**INFORMATION SUPPLIED:**
=== Begin Enclosure ===

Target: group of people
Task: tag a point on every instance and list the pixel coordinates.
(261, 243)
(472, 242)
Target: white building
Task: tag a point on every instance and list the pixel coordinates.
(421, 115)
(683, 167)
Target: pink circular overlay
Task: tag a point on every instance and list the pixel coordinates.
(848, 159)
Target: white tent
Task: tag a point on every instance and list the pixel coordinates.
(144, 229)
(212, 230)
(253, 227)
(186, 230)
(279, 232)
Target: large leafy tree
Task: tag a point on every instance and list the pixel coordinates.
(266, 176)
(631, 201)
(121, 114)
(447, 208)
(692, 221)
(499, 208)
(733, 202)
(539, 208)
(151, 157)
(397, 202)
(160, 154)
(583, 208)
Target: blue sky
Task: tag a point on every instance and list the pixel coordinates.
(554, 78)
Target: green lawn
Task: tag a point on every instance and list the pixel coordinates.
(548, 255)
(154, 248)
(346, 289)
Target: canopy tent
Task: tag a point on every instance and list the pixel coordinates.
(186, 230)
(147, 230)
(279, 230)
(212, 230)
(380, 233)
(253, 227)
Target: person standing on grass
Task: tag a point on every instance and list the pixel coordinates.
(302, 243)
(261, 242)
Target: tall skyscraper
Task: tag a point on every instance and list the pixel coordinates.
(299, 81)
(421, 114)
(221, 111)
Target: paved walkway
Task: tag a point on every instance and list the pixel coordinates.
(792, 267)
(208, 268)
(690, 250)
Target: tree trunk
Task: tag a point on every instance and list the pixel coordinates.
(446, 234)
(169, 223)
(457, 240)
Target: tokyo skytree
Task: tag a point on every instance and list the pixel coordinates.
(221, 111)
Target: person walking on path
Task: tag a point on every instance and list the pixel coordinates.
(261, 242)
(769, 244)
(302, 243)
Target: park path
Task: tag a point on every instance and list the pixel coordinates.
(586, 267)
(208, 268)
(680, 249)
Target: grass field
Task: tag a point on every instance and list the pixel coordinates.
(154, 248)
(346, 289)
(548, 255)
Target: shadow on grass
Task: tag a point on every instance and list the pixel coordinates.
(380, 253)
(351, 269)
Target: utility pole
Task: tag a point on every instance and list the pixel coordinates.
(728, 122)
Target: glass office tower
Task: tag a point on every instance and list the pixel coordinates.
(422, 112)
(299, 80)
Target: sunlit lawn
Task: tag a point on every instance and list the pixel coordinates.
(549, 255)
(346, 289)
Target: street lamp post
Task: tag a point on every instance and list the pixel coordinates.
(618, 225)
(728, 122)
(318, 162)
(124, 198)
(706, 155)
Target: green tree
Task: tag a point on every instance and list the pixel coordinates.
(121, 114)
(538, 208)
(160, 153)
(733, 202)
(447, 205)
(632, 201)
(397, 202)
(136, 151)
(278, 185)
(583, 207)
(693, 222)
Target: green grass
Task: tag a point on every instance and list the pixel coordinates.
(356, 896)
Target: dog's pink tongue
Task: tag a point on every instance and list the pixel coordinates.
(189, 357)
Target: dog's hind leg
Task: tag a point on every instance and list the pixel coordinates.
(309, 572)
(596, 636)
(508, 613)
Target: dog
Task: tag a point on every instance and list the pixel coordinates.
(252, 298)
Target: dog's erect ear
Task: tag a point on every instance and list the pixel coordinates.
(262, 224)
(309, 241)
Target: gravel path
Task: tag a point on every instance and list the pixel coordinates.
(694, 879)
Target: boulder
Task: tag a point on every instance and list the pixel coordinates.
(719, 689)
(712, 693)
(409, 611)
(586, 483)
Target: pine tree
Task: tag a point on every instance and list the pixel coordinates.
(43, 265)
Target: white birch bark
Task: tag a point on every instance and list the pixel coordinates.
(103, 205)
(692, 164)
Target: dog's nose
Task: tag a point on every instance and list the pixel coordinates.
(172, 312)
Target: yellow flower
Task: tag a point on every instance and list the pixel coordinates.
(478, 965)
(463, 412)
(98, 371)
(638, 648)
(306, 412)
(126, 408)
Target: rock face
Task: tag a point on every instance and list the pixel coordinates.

=== End Enclosure ===

**WHAT THE EXERCISE ASKS:**
The reply must contain each line of the material, reproduced faithfully.

**EXERCISE RESULT:**
Target: group of people
Task: tag a point on every instance and list the pixel coordinates.
(261, 243)
(472, 242)
Target: white building
Task: tag a point on every instance and list the pixel coordinates.
(421, 115)
(683, 167)
Target: pink circular overlay
Task: tag a point on every instance and list the pixel coordinates.
(848, 159)
Target: white tent
Task: tag a point on every instance and list the pixel coordinates.
(144, 229)
(212, 230)
(253, 227)
(186, 230)
(279, 232)
Target: large leafy tree
Task: tag a point on every instance and list the pixel coordinates.
(266, 176)
(631, 201)
(121, 114)
(447, 208)
(692, 221)
(499, 208)
(733, 202)
(539, 208)
(151, 157)
(397, 202)
(160, 154)
(583, 208)
Target: blue sky
Task: tag a point on every instance and list the pixel coordinates.
(554, 78)
Target: green lawn
Task: tag a point on every instance and list the pixel coordinates.
(548, 255)
(154, 248)
(346, 289)
Target: canopy tent
Task: tag a point on every instance and list the pixel coordinates.
(186, 230)
(147, 230)
(279, 230)
(212, 230)
(380, 233)
(253, 227)
Target: person standing on grass
Task: tag a point on every instance and list the pixel coordinates.
(302, 243)
(261, 242)
Target: tall skyscraper
Task: tag a point on every instance and list the pixel coordinates.
(299, 81)
(421, 114)
(221, 111)
Target: paved walkway
Task: tag a point on every instance and list the pixel coordinates.
(792, 267)
(208, 268)
(690, 250)
Target: tree trunk
Task: tag a point on every instance and list the pixel coordinates.
(446, 234)
(169, 223)
(457, 240)
Target: tokyo skytree
Task: tag a point on every instance and list the pixel coordinates.
(221, 111)
Target: person walking on path
Task: tag a point on every instance and list the pixel coordinates.
(261, 242)
(769, 244)
(302, 243)
Target: park path
Task: tag a point on every instance and list the pixel coordinates.
(586, 267)
(208, 268)
(680, 249)
Target: grass field
Task: tag a point on every instance and list the pixel coordinates.
(154, 248)
(346, 289)
(548, 255)
Target: shadow on grass
Task: tag a point on every instance and list the pixel coordinates.
(380, 253)
(351, 269)
Target: utility pole
Task: tag a point on every instance and list the pixel coordinates.
(728, 122)
Target: glass office tower
Task: tag a point on every instance and list the pixel coordinates.
(422, 112)
(299, 80)
Target: sunlit lawn
Task: tag a point on every instance and list the pixel coordinates.
(549, 255)
(346, 289)
Target: street lamp post
Task: tag a point on every instance and list the pixel coordinates.
(618, 225)
(728, 122)
(318, 162)
(124, 198)
(706, 155)
Target: green tree
Task: tag a point on every instance and list the pixel coordinates.
(121, 114)
(538, 208)
(160, 153)
(733, 202)
(447, 205)
(632, 201)
(397, 202)
(136, 151)
(278, 185)
(583, 207)
(693, 222)
Target: green grass
Task: tag a point on every instance and list the pixel coordinates.
(356, 896)
Target: dog's pink tongue
Task: tag a point on every instance and list the pixel coordinates.
(189, 357)
Target: dog's hind leg
Task: tag a point on every instance and list the pixel coordinates.
(309, 572)
(596, 636)
(508, 613)
Target: dog
Task: tag a point on every instance and list the pixel coordinates.
(252, 298)
Target: dog's erect ear
Task: tag a point on every instance and list the pixel coordinates.
(262, 224)
(309, 241)
Target: gravel path
Task: tag a point on every instance and list the pixel coordinates.
(694, 879)
Target: boulder
Task: tag a point on every instance and list the pixel coordinates.
(719, 689)
(712, 693)
(409, 611)
(586, 483)
Target: pine tree
Task: tag a point on every instance and list the pixel coordinates.
(43, 265)
Target: white birch bark
Task: tag a point on every instance and list the pixel coordinates.
(103, 205)
(692, 164)
Target: dog's nose
Task: tag a point on every instance and list the pixel coordinates.
(172, 312)
Target: yellow flower
Task: tag a point on every instance and list the pixel coordinates.
(478, 965)
(463, 412)
(98, 371)
(638, 648)
(306, 412)
(126, 408)
Target: rock face
Task: tag a point on every instance and list the pixel coordinates.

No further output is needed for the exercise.